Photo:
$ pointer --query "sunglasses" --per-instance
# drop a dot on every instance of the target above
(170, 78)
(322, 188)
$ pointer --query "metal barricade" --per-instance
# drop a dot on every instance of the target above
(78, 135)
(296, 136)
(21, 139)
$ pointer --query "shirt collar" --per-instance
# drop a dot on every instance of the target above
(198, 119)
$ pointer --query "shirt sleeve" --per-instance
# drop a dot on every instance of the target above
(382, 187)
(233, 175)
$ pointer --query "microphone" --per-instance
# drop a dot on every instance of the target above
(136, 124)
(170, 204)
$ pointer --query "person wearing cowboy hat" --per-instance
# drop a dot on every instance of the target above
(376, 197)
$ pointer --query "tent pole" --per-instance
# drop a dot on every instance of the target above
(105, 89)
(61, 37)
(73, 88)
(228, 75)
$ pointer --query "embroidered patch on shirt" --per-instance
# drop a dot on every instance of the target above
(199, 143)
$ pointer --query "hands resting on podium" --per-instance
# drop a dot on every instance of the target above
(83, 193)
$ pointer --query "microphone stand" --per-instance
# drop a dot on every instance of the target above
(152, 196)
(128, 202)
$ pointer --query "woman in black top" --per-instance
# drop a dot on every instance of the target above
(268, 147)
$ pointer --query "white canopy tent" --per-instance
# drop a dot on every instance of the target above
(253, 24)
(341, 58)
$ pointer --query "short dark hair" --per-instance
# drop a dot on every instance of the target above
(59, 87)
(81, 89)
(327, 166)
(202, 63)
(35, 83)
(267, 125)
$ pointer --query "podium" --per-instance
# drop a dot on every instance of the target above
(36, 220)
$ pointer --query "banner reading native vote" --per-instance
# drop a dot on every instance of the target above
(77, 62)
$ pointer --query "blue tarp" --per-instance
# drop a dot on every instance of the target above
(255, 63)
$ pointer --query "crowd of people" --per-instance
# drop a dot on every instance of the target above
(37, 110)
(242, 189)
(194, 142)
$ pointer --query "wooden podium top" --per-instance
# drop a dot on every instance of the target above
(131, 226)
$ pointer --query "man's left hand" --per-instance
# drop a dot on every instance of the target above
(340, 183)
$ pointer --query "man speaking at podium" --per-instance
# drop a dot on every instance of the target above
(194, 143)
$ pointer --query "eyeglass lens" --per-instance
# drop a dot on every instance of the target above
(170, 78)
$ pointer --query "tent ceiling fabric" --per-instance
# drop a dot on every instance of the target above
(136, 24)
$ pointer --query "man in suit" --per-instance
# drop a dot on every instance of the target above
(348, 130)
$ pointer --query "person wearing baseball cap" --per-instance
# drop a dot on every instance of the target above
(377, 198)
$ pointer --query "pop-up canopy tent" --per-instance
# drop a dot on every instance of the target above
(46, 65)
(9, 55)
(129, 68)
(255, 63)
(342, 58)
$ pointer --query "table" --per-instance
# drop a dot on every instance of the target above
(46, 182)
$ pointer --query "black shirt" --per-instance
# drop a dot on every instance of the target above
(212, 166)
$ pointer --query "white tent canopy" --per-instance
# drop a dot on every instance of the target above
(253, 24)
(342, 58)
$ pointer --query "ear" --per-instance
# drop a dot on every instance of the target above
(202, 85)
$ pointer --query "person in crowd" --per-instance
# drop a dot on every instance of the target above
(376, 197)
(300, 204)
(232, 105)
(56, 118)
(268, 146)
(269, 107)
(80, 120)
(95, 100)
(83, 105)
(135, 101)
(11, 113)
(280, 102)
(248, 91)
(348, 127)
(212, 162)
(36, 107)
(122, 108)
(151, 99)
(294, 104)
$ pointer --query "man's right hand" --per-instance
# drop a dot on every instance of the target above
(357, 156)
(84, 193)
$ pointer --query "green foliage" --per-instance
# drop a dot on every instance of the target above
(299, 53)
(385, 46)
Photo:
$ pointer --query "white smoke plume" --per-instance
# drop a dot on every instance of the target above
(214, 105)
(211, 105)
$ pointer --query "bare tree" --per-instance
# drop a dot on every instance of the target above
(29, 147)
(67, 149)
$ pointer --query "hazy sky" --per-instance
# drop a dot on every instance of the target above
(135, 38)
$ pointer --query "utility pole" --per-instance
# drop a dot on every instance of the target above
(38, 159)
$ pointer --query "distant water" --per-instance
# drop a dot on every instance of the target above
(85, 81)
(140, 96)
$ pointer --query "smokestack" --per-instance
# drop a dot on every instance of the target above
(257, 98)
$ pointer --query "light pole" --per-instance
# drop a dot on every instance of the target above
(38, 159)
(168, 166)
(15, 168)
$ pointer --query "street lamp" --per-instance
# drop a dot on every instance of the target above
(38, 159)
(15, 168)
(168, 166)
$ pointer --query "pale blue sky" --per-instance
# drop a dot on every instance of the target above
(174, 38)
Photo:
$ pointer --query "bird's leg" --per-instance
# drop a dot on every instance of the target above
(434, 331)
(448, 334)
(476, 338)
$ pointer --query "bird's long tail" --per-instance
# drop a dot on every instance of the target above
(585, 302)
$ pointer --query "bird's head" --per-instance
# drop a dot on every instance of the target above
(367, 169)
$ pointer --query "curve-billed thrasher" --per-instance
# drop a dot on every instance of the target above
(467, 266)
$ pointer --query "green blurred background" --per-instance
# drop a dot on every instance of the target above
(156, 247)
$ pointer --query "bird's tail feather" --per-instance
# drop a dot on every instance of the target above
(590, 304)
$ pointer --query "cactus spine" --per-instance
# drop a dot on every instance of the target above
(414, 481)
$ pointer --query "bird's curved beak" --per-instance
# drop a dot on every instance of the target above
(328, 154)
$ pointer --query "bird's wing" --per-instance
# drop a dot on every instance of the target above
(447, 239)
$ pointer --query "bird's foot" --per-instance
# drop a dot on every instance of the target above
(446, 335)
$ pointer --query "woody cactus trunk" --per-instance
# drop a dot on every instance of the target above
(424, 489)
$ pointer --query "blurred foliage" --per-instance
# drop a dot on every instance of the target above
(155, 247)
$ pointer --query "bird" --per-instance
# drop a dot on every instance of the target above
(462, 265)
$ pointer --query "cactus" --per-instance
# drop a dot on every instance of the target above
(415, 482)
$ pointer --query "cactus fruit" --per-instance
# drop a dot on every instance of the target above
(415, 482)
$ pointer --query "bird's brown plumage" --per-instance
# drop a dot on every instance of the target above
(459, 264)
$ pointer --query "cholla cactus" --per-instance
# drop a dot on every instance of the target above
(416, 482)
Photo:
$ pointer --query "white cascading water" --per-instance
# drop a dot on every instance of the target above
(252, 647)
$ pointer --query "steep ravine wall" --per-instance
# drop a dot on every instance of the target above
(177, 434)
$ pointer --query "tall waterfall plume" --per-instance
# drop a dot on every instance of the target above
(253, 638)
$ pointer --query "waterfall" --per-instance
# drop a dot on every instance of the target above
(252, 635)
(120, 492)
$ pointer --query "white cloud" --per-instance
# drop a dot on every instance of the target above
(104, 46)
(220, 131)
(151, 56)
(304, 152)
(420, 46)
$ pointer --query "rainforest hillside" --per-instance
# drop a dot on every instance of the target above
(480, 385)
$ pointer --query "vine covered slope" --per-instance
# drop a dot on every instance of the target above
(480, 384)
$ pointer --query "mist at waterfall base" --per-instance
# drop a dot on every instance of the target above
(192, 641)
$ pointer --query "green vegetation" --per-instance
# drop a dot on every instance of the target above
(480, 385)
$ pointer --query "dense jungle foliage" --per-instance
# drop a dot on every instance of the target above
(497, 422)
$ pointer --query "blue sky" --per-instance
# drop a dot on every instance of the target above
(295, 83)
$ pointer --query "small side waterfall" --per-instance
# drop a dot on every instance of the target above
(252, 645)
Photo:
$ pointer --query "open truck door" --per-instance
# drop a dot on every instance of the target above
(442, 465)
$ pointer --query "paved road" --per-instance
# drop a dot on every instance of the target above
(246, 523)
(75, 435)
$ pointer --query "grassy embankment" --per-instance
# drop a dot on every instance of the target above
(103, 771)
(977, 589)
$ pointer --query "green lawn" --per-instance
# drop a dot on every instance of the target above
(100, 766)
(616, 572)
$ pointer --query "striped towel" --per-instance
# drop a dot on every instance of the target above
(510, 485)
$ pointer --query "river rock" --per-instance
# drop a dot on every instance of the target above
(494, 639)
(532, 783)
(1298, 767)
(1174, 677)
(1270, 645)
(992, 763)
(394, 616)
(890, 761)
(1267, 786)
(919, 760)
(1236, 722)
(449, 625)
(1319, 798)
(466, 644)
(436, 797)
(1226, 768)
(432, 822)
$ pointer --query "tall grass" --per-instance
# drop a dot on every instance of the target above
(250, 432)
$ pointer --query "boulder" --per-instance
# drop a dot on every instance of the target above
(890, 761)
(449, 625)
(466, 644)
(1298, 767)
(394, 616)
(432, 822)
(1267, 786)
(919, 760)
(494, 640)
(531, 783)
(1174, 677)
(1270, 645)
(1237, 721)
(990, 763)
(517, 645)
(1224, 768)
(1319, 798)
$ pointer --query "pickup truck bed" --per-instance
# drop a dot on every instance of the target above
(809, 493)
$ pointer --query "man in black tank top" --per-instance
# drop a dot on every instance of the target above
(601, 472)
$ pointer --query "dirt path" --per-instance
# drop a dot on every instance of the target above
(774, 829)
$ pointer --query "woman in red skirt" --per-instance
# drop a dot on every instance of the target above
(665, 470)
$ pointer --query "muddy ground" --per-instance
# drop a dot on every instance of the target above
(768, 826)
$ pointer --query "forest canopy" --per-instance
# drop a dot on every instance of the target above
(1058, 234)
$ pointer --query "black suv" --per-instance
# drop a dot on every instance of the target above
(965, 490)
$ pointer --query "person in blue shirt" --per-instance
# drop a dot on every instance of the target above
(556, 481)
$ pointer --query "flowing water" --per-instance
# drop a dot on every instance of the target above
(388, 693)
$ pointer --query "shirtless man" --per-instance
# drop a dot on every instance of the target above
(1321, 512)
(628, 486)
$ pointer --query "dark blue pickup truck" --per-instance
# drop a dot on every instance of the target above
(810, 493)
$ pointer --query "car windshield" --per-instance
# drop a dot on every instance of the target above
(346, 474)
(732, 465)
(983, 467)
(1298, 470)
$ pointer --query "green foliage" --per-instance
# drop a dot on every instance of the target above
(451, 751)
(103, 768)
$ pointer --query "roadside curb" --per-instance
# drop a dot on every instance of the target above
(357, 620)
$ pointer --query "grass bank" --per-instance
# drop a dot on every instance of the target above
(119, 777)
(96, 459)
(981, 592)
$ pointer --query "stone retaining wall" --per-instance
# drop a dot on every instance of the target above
********************
For the word "microphone", tally the lines above that hold it and answer with the number alone.

2